**WHAT YOU HAVE TO DO**: Scan the entries for lines with the word "branch" and copy those lines.

**EXERCISE INPUTS**:
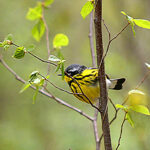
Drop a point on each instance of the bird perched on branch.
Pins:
(83, 82)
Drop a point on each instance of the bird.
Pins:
(84, 82)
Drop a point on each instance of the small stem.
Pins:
(91, 40)
(46, 93)
(47, 43)
(42, 60)
(121, 131)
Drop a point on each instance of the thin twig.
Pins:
(91, 40)
(95, 125)
(121, 131)
(46, 93)
(110, 40)
(142, 80)
(42, 60)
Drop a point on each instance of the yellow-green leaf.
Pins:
(140, 109)
(142, 23)
(33, 76)
(19, 53)
(54, 58)
(148, 65)
(48, 2)
(35, 94)
(130, 20)
(38, 30)
(136, 97)
(34, 13)
(129, 119)
(87, 8)
(60, 40)
(26, 86)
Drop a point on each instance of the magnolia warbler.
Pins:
(82, 79)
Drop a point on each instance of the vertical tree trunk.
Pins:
(103, 89)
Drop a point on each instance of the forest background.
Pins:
(46, 124)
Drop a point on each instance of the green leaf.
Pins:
(130, 20)
(47, 76)
(129, 119)
(1, 44)
(36, 81)
(120, 106)
(30, 48)
(38, 30)
(62, 70)
(54, 58)
(136, 97)
(34, 13)
(142, 23)
(19, 53)
(9, 37)
(58, 67)
(125, 108)
(123, 13)
(35, 94)
(87, 8)
(148, 65)
(33, 76)
(48, 2)
(26, 86)
(60, 40)
(6, 47)
(140, 109)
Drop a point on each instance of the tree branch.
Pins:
(101, 73)
(91, 40)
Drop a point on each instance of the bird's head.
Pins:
(73, 70)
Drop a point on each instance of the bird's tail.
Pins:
(116, 84)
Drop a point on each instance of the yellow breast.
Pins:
(85, 83)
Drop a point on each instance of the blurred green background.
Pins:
(47, 125)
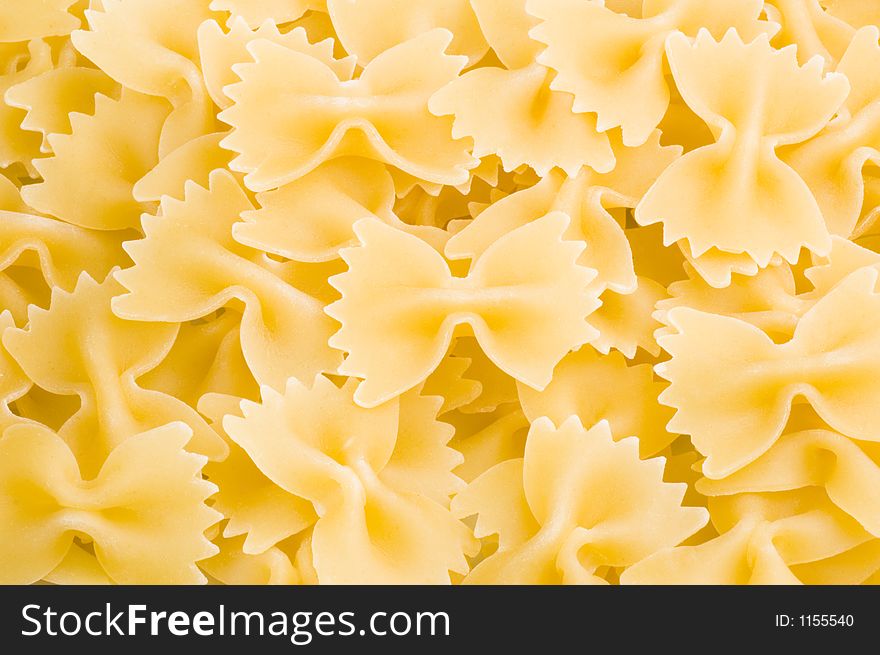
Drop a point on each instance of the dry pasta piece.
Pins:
(807, 25)
(234, 567)
(586, 197)
(848, 471)
(831, 163)
(361, 469)
(62, 251)
(737, 195)
(597, 388)
(625, 322)
(311, 219)
(114, 157)
(151, 46)
(558, 515)
(19, 63)
(487, 438)
(767, 300)
(145, 509)
(194, 161)
(291, 113)
(206, 358)
(515, 115)
(506, 25)
(51, 97)
(284, 331)
(762, 537)
(613, 58)
(219, 51)
(78, 347)
(401, 304)
(366, 28)
(755, 380)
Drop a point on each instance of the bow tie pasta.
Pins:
(439, 292)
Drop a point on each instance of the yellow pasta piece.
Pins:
(366, 28)
(613, 58)
(708, 194)
(283, 331)
(501, 301)
(828, 361)
(118, 156)
(57, 351)
(360, 484)
(597, 388)
(382, 115)
(149, 479)
(554, 523)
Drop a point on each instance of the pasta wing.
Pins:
(283, 332)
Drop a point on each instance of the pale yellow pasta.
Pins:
(150, 477)
(302, 292)
(553, 523)
(419, 325)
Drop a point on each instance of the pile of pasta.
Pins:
(440, 291)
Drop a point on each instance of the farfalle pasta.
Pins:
(302, 292)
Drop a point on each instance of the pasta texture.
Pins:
(533, 292)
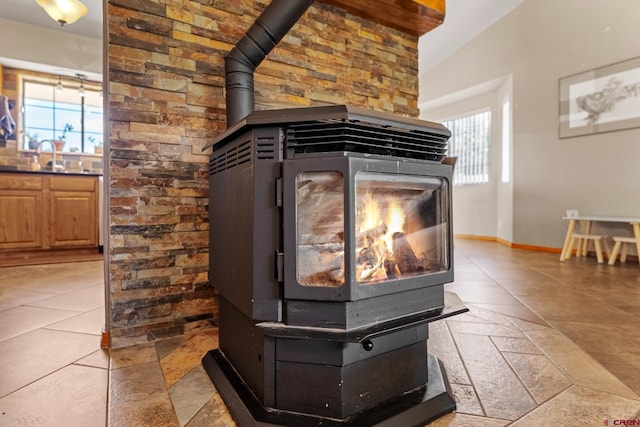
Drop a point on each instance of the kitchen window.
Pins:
(53, 110)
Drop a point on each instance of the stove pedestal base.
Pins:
(416, 408)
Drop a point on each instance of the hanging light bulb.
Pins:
(64, 11)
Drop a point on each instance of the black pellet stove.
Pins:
(330, 246)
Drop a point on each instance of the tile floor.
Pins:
(545, 343)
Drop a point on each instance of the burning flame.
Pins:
(381, 218)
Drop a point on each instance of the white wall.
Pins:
(34, 48)
(538, 43)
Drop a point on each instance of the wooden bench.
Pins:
(579, 238)
(620, 244)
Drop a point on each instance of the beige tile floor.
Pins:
(545, 343)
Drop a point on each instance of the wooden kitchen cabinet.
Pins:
(73, 211)
(21, 208)
(48, 211)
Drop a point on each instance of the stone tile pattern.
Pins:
(166, 101)
(508, 374)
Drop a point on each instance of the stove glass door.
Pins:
(401, 226)
(320, 229)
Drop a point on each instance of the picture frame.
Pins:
(604, 99)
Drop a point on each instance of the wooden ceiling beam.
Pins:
(414, 17)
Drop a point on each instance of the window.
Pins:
(470, 144)
(47, 112)
(506, 141)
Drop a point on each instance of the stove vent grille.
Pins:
(371, 138)
(230, 158)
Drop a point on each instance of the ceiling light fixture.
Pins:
(64, 11)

**OUTPUT FOR THIS TASK**:
Drop a point on each instance of the bird perched on branch.
Drop a point on each instance of the tree branch.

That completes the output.